▸ Problem requirements
Could you copy the post on Fergus McCann and Celtic word for word, from "Five Men Who" to "team for years."?

[Begin Document passage]

Five Men Who Killed Rangers – Bleacher Report


I enjoyed this short piece from the Bleacher Report.  Personally, I’d increase the key figures to seven to include Fergus McCann and Gavin Masterton.

Fergus McCann‘s influence has proved to be immense in many ways.

First, and foremost, he saved Celtic from oblivion.  If Celtic had gone to the wall in 1994, there would have been far less pressure on Murray to overspend recklessly at Ibrox, less temptation to gamble with foolhardy tax avoidance strategies and no meaningful resistance to his plans for complete dominance of Scottish football.

Fergus completely revitalised the Celtic support as well as rebuilding the stadium, completely overhauling the business structure and overseeing the creation of the first genuinely competitive Celtic team for years.

It was during Fergus’s stint in charge of the club that Celtic acquired the services of genuinely world-class players of the calibre of Henrik Larsson, Paul Lambert, Marc Reiper and Lubo Moravcik which allowed the club not only to regain the upper hand in domestic football but also gradually re-established Celtic as a credible force in European competition.

Fergus’s attitude to the SFA hierarchy also deserves the highest praise.  Unlike his predecessors, McCann was not willing to accept the unjust and unfair treatment which Celtic frequently received from the game’s administrators and he did not waver in his determination to pursue the issue.

The more the SFA closed ranks around James Farry, the more Fergus resolved to see justice prevail.  Farry, as the SFA secretary, had deliberately delayed the registration of Jorge Cadete, a key signing for Celtic.  As  a direct result of Farry’s malpractice, Cadete was not eligible to play against Rangers in very tight and ultimately decisive Scottish Cup semi-final tie which Rangers narrowly won 2-1.   Even more importantly, the Portuguese striker also missed the league game against Rangers which ended in a 1-1 draw.  When he was finally allowed to play for Celtic, Cadete scored immediately against Aberdeen and went on to prove himself as a lethal, top-class striker.  During the period of time when Farry prevented Cadete from playing, Celtic drew two games (1-1 with Rangers and 0-0 with Motherwell.)  Those dropped points were the difference between winning the league and finishing second.

[End Document passage]
[Begin Entries shown]

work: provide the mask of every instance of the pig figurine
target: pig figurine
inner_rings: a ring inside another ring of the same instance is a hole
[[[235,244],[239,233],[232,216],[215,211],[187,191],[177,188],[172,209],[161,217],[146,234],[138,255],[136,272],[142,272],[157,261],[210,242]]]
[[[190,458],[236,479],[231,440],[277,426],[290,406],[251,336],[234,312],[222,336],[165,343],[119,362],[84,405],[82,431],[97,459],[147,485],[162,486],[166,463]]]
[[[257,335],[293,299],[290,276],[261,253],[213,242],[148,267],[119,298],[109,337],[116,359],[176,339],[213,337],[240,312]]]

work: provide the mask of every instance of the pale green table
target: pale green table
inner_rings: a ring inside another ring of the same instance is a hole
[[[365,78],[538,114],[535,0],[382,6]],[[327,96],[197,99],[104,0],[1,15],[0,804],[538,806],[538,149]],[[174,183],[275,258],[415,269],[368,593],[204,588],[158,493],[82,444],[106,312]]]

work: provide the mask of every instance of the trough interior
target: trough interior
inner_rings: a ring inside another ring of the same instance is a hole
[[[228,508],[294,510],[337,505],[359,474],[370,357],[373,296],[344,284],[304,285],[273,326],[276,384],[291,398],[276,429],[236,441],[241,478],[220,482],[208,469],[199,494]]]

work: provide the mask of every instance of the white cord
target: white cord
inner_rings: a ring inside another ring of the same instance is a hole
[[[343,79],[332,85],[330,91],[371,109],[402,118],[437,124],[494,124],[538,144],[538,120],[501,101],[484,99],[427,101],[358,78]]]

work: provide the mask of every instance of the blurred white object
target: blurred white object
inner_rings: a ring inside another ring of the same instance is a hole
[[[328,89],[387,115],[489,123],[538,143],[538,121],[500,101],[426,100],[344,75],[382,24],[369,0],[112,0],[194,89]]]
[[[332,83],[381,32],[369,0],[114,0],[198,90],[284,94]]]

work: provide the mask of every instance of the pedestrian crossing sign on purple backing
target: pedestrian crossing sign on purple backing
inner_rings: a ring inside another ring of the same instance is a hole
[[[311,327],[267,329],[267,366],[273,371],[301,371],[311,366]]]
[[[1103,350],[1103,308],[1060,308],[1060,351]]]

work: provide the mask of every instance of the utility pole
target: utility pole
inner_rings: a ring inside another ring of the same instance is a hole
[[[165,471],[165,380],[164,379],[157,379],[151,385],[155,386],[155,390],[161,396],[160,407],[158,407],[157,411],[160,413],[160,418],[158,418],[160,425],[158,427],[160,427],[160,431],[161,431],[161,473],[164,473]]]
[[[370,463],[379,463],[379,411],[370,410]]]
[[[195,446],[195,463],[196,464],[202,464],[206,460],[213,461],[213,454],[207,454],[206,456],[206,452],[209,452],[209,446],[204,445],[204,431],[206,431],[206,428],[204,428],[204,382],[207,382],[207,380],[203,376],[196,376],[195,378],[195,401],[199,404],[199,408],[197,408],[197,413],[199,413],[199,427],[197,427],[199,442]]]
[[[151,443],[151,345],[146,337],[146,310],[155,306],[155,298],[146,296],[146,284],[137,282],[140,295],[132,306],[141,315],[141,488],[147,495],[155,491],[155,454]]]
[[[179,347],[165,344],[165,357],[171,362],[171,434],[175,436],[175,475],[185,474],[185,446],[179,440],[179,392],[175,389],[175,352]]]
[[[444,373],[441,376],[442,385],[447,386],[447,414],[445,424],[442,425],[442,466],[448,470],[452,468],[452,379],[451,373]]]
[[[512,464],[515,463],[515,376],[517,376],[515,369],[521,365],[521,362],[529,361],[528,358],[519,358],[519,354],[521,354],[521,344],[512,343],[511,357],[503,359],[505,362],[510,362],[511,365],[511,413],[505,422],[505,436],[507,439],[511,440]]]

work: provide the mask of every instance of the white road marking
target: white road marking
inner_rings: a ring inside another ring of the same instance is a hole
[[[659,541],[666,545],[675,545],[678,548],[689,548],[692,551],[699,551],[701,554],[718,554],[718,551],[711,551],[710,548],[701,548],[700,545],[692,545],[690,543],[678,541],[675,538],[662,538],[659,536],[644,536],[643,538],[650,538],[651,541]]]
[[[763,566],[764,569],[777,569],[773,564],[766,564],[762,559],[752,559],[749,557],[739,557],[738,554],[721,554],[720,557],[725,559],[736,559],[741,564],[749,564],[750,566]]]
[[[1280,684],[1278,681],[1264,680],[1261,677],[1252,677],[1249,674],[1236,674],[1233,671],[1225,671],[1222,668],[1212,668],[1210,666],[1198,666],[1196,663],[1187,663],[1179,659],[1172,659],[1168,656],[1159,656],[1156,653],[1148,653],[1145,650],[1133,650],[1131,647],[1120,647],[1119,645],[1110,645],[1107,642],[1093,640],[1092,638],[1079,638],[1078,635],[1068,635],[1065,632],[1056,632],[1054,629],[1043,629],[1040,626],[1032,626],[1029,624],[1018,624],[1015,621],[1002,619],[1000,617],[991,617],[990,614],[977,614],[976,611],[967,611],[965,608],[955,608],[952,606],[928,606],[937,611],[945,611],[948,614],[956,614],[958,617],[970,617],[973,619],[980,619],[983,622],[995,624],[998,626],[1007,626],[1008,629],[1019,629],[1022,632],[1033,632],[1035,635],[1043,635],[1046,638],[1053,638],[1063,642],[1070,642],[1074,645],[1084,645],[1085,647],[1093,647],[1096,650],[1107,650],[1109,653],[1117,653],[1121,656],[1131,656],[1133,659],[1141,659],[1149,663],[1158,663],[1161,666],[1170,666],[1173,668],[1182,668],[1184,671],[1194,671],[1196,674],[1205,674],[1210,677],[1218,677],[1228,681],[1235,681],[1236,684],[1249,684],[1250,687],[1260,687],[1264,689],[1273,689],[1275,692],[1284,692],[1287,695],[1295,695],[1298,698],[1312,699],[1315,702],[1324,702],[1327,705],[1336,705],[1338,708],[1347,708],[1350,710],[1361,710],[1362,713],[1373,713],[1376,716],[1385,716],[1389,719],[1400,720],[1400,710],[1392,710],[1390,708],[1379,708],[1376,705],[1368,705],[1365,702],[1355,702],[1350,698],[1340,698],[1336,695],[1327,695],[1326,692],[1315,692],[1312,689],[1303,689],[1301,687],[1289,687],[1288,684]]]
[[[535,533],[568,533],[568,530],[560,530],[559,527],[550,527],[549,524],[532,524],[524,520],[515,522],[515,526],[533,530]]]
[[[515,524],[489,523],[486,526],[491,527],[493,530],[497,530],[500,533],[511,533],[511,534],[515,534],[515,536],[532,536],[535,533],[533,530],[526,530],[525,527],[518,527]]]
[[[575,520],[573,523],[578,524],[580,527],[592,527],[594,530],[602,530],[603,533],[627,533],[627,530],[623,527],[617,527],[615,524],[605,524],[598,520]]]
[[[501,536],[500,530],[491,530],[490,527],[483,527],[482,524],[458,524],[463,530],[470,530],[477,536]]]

[End Entries shown]

▸ Task response
Five Men Who Killed Rangers – Bleacher Report


I enjoyed this short piece from the Bleacher Report.  Personally, I’d increase the key figures to seven to include Fergus McCann and Gavin Masterton.

Fergus McCann‘s influence has proved to be immense in many ways.

First, and foremost, he saved Celtic from oblivion.  If Celtic had gone to the wall in 1994, there would have been far less pressure on Murray to overspend recklessly at Ibrox, less temptation to gamble with foolhardy tax avoidance strategies and no meaningful resistance to his plans for complete dominance of Scottish football.

Fergus completely revitalised the Celtic support as well as rebuilding the stadium, completely overhauling the business structure and overseeing the creation of the first genuinely competitive Celtic team for years.